SOURCE TEXT
-*-*-

The event will bring together ocean energy technology developers, decision-makers, investors, and researchers from over 40 countries to share the latest news on ocean energy. The Dutch Pavilion is hosted by DMEC, together with the Association of Dutch Suppliers in the Offshore Energy Industry (IRO), the Dutch Ministry of Infrastructure & Water Management, the Municipality of The Hague and the Province of South-Holland.
Most people in industrialized Europe live near the sea. Therefore more and more economic activities on offshore renewable energy are expected to take place at sea, from food and protein production to energy generation. “There is a sustainable blue economy emerging and the Netherlands is leading the way. Many people in this blue economy already work in The Hague and we will need many more. Hopefully they come from this region and are educational institutes and trained here,” says Des Tombe. To achieve this, DMEC collaborates with all kinds of companies, municipalities, education and museums.

-*-*-

[Stored data entries]
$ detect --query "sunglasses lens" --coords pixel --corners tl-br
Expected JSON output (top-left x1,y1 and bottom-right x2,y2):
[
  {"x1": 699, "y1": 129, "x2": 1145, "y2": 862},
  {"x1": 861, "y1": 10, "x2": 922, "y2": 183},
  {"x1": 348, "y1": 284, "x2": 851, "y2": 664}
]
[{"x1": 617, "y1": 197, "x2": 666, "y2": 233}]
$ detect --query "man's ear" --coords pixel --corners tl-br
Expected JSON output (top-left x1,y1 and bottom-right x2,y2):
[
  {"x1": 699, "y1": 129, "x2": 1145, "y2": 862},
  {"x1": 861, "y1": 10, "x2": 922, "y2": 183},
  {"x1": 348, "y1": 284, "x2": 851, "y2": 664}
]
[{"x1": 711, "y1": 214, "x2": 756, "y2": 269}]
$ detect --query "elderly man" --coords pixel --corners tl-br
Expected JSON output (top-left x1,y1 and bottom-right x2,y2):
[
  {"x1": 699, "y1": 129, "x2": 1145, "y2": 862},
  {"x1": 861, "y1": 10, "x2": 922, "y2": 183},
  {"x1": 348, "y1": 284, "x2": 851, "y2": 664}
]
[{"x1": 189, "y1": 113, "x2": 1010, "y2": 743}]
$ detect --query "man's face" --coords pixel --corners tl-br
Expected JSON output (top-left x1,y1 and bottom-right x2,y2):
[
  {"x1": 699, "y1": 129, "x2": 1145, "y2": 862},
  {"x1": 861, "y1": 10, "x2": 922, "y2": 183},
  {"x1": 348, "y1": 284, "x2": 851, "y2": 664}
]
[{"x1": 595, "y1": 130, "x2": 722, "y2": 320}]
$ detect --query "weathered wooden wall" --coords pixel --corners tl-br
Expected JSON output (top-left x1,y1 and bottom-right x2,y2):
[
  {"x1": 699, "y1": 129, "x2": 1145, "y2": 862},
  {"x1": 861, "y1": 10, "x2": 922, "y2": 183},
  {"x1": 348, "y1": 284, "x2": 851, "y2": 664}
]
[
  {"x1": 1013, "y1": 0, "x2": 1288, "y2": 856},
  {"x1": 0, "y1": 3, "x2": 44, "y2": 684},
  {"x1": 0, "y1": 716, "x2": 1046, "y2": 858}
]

-*-*-

WORK INSTRUCTION 1
Answer these questions on the ocean energy text:
(a) From how many countries will participants at the event come?
(b) Which organization hosts the Dutch Pavilion, and with which partners?
(c) According to Des Tombe, which country is leading the way in the emerging sustainable blue economy?
WORK INSTRUCTION 2
Carry on the ocean energy text, starting after its last sentence.

ANSWER 1
(a) Over 40 countries.
(b) DMEC hosts it, together with the Association of Dutch Suppliers in the Offshore Energy Industry (IRO), the Dutch Ministry of Infrastructure & Water Management, the Municipality of The Hague and the Province of South-Holland.
(c) The Netherlands.

ANSWER 2
153 million of investments
Over the past seven years, DMEC has raised more than 153 million euros in public and private investments, helped more than 130 technology companies improve their innovations and collaborated with 95 international partners. For instance, with research institutes such as TNO and their European equivalents.
Simple tidal energy
The tidal turbine at the port of Scheveningen is from the Oosterscheldekering, the largest storm surge barrier in the Delta Works, designed to protect the Netherlands from flooding from the North Sea after the disaster of 1953. It shows how simply tidal energy can be generated. Simply by using the sea current at low and high tide. The water flowing in or out through the gates of the sea barrier causes the turbine propellers to rotate, generating power via a dynamo in the pod.
Des Tombe: “You can use the same turbines in a floating platform, literally a boat that is attached to anchors. These are located in locations where the sea becomes narrower and the water has to pass through faster. Another option to generate tidal energy is with an underwater tidal kite. The Dutch start-up SeaQurrent is working on a great innovation in this area near Ameland. The kite turns a figure eight underwater. Using a dynamo you can generate electricity with the difference in force exerted on the cable.”
The beauty about tidal energy is that it is super predictable. You can predict it decades in advance, down to the minute. “We recently had a working visit from a European Commissioner to the Oosterscheldekering. She wanted to know what time she had to be there. Then I said: you have to be there at twelve past eight. That is when the water flows the fastest”, Des Tombe says.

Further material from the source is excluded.